WHAT IS BEING ASKED:
Word-for-word transcription needed. Include every entry below but no pictures.

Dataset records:
***
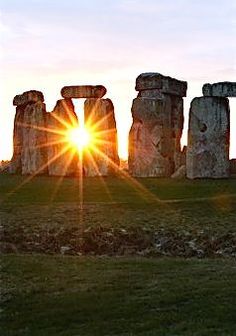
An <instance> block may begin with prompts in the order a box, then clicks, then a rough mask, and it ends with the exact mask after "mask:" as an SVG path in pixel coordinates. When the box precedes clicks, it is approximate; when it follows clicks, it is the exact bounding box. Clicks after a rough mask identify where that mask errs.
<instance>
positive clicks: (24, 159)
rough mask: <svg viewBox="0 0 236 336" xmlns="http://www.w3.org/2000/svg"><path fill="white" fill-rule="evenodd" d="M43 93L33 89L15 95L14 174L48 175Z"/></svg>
mask: <svg viewBox="0 0 236 336" xmlns="http://www.w3.org/2000/svg"><path fill="white" fill-rule="evenodd" d="M43 101H44V97H43V94H42V92H40V91H36V90H31V91H26V92H24V93H23V94H21V95H17V96H15V98H14V100H13V105H16V115H15V121H14V134H13V157H12V160H11V163H10V165H9V172H10V173H21V174H22V175H28V174H44V173H46V172H47V165H46V163H47V153H46V150H45V146H46V141H47V137H46V132H45V127H46V114H47V113H46V110H45V104H44V103H43Z"/></svg>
***
WRITTEN SOLUTION:
An <instance> block may begin with prompts in the order a box, then clicks, then a rough mask, and it ends with the exact mask after "mask:" as an SVG path in pixel coordinates. When the box precedes clicks, it is approximate; when it follows clicks, it is the exact bounding box. Clicks after a rough mask identify where that mask errs.
<instance>
positive clicks: (24, 159)
rough mask: <svg viewBox="0 0 236 336" xmlns="http://www.w3.org/2000/svg"><path fill="white" fill-rule="evenodd" d="M43 93L33 89L15 95L14 174L48 175Z"/></svg>
mask: <svg viewBox="0 0 236 336" xmlns="http://www.w3.org/2000/svg"><path fill="white" fill-rule="evenodd" d="M43 101H44V97H43V94H42V92H40V91H36V90H31V91H26V92H24V93H23V94H21V95H17V96H15V98H14V100H13V105H16V115H15V121H14V134H13V157H12V160H11V163H10V165H9V172H10V173H21V174H22V175H28V174H44V173H46V172H47V165H46V163H47V153H46V150H45V146H46V141H47V137H46V132H45V127H46V114H47V113H46V110H45V104H44V103H43Z"/></svg>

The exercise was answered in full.